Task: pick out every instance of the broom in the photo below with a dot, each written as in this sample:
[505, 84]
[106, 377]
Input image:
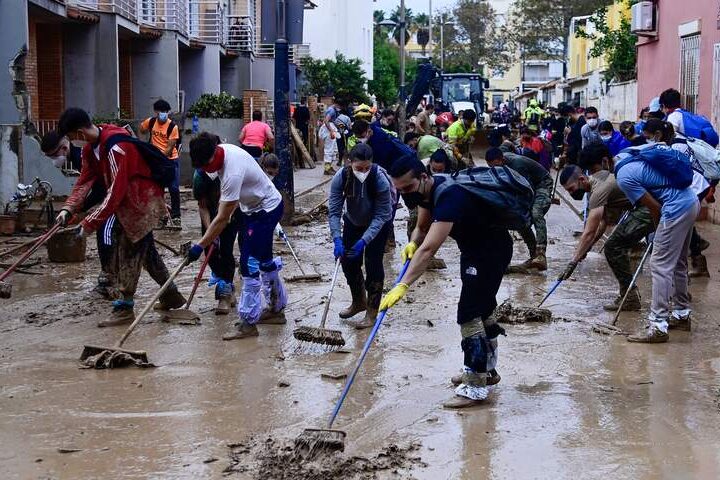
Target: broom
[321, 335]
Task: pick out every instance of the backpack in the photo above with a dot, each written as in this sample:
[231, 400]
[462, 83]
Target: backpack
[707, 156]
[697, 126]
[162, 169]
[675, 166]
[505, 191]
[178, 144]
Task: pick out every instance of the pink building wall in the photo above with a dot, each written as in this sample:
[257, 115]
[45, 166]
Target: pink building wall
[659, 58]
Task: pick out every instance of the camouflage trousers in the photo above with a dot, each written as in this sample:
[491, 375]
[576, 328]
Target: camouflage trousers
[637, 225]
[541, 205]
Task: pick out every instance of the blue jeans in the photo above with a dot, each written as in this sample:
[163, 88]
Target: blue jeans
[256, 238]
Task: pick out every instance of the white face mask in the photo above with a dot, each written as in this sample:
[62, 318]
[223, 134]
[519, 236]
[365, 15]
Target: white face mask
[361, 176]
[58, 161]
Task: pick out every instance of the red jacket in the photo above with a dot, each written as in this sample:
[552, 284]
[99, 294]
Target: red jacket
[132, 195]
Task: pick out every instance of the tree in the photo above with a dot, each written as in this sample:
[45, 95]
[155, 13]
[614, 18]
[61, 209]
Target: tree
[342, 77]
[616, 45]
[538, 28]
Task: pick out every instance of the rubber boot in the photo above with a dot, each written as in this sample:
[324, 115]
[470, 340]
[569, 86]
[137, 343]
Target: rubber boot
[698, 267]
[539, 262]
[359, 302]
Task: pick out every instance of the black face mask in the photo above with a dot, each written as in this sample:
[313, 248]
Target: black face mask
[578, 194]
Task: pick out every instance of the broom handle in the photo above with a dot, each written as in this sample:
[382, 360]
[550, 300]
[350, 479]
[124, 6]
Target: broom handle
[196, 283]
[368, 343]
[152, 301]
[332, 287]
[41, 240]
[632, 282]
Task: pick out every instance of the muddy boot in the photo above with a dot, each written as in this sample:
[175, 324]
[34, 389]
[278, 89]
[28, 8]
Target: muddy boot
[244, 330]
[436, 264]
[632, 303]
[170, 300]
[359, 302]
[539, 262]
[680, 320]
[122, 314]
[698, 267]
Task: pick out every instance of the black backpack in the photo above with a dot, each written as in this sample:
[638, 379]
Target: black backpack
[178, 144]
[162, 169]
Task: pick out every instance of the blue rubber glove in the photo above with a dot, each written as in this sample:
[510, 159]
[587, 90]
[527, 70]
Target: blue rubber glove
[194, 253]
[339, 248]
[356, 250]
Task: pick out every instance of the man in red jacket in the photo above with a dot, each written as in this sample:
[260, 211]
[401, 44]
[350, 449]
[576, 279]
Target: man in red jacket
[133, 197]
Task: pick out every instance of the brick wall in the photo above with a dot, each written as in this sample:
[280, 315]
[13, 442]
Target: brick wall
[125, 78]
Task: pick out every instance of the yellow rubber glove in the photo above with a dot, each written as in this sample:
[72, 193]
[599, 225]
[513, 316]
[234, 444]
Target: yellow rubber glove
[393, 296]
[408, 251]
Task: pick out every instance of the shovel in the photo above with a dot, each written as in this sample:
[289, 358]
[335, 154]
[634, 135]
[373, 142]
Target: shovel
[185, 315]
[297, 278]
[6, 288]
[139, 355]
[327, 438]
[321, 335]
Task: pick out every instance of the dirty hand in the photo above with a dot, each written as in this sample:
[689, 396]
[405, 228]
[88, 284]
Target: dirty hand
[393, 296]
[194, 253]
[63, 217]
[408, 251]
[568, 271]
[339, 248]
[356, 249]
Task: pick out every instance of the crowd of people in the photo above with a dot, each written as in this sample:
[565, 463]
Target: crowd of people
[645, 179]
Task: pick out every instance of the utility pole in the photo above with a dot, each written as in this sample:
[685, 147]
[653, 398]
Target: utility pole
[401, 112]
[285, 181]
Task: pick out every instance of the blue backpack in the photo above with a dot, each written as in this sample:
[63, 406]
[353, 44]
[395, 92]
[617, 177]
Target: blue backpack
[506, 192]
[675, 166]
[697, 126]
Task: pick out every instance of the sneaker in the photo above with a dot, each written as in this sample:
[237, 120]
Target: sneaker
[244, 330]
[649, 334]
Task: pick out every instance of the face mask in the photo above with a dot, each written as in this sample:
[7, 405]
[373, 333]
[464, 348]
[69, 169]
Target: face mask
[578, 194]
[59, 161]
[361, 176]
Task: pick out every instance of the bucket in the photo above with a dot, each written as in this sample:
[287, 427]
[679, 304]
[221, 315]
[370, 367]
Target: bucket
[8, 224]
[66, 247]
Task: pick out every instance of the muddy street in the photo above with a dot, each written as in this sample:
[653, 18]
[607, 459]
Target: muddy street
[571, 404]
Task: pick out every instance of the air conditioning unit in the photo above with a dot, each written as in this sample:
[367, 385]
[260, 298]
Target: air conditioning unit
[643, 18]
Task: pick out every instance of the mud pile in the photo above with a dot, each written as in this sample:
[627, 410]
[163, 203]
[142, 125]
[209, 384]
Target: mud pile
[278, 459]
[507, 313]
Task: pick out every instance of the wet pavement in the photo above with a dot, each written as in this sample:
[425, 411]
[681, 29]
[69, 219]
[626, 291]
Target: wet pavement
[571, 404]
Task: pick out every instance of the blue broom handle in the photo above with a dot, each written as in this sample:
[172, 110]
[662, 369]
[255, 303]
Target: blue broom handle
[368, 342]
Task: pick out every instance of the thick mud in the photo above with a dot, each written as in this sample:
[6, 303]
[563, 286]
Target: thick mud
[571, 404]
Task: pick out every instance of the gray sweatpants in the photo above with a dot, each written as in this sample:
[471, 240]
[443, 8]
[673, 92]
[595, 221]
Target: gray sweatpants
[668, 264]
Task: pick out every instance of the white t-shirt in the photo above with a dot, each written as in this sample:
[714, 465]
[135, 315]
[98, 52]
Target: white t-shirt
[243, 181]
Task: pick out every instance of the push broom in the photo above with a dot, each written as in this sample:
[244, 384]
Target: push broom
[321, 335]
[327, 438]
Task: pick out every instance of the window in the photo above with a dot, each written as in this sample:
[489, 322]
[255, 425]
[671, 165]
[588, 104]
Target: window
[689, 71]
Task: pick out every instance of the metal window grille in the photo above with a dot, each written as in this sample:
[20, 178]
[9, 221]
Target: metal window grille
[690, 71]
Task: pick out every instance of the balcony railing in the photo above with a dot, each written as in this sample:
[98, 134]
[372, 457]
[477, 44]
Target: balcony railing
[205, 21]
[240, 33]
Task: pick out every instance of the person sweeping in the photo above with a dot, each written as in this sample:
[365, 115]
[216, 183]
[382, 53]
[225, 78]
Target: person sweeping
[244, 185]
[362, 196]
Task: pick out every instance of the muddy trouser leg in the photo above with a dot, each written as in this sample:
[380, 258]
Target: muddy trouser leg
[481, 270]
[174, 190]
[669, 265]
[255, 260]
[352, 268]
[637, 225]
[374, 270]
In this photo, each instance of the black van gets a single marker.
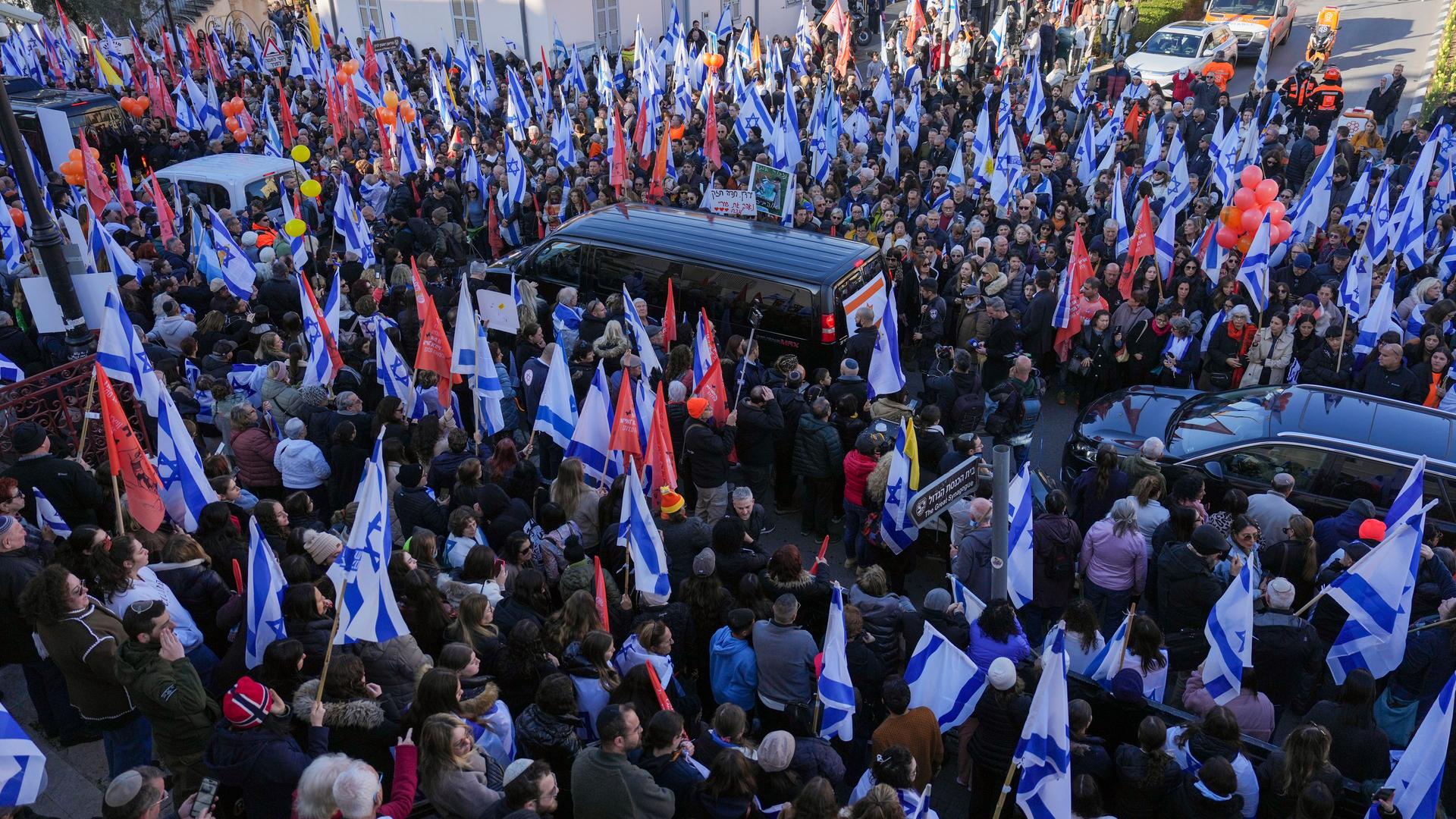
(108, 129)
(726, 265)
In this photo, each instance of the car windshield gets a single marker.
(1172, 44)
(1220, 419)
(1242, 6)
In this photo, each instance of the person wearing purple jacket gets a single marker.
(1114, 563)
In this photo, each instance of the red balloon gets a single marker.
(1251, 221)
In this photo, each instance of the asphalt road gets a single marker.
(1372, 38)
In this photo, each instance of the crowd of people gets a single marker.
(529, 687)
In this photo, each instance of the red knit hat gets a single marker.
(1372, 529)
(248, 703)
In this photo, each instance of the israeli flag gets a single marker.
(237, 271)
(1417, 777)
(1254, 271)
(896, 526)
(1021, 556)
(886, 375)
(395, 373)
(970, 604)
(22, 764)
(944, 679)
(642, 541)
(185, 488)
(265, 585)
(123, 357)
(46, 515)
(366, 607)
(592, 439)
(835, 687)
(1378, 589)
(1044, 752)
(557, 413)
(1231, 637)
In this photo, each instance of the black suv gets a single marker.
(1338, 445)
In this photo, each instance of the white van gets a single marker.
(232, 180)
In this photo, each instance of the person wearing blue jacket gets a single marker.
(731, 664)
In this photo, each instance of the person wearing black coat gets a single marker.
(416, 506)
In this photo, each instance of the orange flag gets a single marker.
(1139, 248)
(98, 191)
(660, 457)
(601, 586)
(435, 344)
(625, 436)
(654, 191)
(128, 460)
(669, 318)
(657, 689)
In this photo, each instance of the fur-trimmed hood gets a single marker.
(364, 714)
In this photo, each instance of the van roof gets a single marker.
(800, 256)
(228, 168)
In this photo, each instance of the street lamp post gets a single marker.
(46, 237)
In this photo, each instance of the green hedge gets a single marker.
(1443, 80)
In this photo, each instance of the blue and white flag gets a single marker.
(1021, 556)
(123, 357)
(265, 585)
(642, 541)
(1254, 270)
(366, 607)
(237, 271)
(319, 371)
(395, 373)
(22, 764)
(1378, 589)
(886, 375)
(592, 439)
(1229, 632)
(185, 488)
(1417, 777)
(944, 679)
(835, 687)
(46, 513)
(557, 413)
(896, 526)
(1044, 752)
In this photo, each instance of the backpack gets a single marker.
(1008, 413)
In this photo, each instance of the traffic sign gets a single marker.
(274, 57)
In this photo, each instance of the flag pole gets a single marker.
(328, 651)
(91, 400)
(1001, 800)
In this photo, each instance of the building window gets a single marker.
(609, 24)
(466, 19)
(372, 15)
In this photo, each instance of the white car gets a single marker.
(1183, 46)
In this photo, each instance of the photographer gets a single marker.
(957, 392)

::::

| Problem description |
Go to the line in the listing above that has "In this photo, each instance of the flag" in it. Set down that line and each one after it, exactly.

| Solution to the problem |
In this photo, each instance of the flag pole gets a single marker.
(328, 651)
(91, 400)
(1001, 800)
In this photo, each instance of the building window gets a single marker.
(609, 24)
(466, 19)
(372, 15)
In this photo, each instance of the white car gets a single marker.
(1183, 46)
In this photo, each instance of the photographer gets a single marker.
(957, 392)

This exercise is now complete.